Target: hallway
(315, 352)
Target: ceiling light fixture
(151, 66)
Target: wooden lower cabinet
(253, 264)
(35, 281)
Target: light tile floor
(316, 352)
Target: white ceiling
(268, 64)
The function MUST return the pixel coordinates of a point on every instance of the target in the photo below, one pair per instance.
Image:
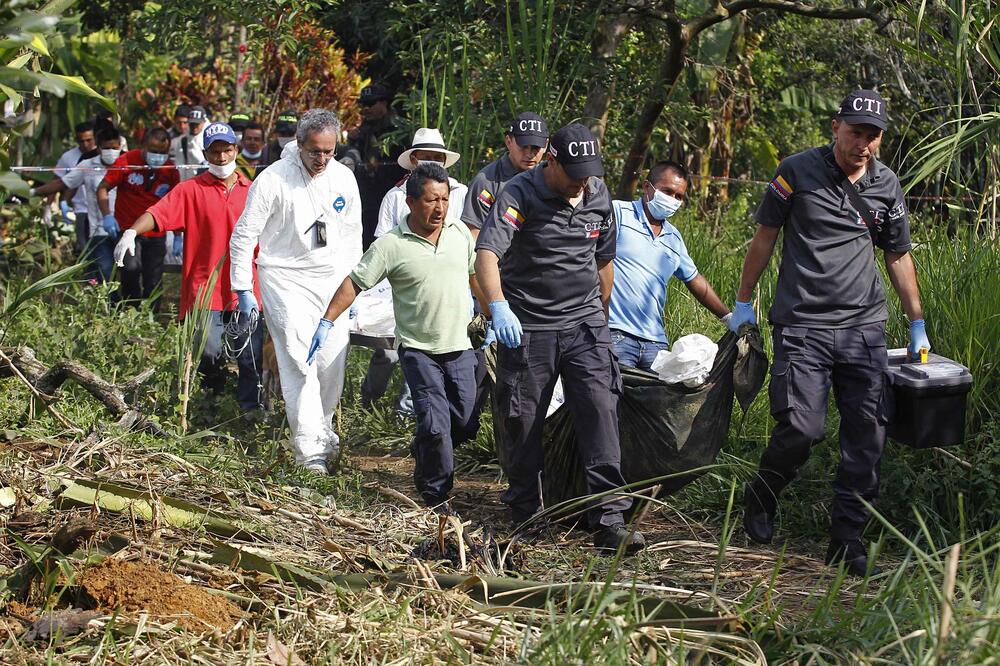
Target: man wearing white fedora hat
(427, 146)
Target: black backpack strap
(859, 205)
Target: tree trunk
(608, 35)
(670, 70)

------

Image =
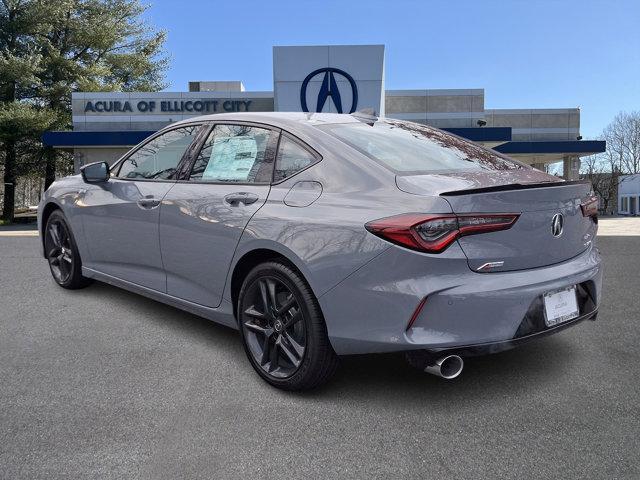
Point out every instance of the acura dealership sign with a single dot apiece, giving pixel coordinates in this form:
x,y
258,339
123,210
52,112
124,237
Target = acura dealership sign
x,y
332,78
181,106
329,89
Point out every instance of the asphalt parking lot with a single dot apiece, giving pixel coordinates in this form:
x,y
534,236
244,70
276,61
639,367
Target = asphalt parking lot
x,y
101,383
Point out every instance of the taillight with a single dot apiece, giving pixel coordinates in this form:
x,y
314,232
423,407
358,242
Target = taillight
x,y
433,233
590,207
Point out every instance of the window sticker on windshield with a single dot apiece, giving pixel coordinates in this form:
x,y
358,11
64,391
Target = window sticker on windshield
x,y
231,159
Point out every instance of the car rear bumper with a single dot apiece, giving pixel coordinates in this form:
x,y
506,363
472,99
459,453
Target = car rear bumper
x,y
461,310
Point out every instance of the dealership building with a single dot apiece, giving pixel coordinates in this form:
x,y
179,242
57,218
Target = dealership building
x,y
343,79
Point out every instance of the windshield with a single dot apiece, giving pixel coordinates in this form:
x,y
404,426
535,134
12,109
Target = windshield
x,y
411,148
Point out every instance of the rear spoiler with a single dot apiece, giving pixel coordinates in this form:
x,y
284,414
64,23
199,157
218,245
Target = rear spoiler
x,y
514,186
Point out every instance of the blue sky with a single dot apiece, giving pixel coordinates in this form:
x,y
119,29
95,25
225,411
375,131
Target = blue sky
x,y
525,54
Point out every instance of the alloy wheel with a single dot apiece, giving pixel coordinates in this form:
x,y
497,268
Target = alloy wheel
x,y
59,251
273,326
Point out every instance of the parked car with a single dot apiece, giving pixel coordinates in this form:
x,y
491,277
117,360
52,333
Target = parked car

------

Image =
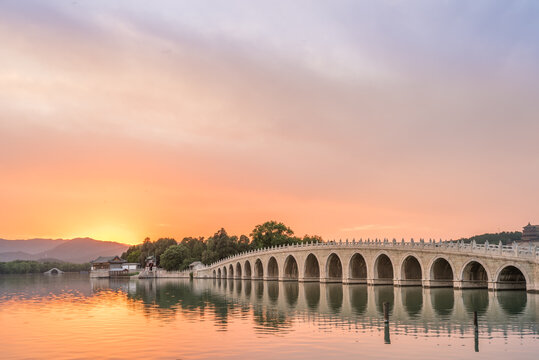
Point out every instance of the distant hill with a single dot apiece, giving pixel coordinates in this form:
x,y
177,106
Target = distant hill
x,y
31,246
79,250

------

### What you are asked to do
How many lines of the listing above hold the string "parked"? Answer with the number alone.

### Answer space
2